Exercise instructions:
Return exactly the lines from the one that contains "Task: pointing. Mark each instance of the red" up to the last line of the listing, and nothing else.

The data:

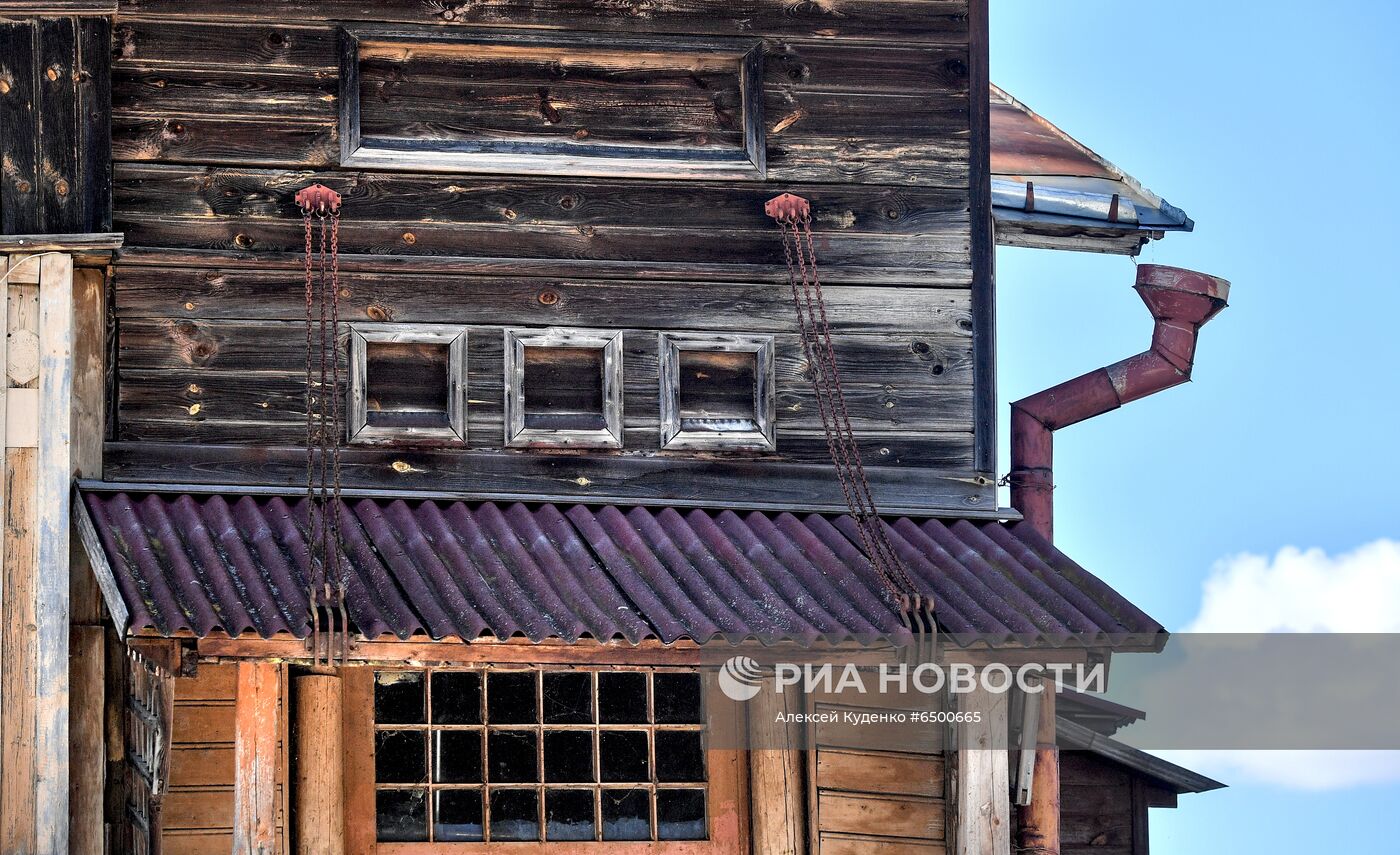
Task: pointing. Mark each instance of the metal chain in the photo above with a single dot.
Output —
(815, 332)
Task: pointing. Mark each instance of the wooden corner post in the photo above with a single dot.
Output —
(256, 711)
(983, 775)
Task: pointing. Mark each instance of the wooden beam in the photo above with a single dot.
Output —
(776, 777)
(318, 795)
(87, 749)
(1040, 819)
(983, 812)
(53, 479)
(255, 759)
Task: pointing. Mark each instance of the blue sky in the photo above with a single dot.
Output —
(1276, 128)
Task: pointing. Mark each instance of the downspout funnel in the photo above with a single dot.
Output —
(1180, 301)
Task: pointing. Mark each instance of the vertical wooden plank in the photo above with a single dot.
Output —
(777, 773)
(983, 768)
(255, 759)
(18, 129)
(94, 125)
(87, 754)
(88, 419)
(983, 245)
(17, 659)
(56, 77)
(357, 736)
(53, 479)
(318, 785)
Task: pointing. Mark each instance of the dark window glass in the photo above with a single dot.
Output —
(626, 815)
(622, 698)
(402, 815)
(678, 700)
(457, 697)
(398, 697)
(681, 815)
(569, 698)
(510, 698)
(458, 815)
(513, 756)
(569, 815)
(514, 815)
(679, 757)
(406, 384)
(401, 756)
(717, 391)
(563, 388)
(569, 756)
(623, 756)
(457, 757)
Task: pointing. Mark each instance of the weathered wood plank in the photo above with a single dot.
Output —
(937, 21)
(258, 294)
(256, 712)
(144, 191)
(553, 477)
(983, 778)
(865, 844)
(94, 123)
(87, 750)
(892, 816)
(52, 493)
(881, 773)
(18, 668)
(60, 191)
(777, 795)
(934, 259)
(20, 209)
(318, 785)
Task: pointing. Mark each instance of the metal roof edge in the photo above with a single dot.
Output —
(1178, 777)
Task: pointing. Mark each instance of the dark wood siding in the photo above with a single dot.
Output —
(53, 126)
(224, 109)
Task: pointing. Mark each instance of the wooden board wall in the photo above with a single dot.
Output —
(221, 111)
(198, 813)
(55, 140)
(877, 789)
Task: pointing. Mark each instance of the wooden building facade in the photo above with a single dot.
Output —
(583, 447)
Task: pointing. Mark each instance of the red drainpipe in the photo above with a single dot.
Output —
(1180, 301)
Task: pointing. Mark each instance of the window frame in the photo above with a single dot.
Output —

Response:
Task: pointing. Mark each instance of the red drainpipe in the photo above with a single dot.
Output —
(1180, 301)
Task: pointing. Mark each instance of the window frame in the photo above with a single dot.
Output —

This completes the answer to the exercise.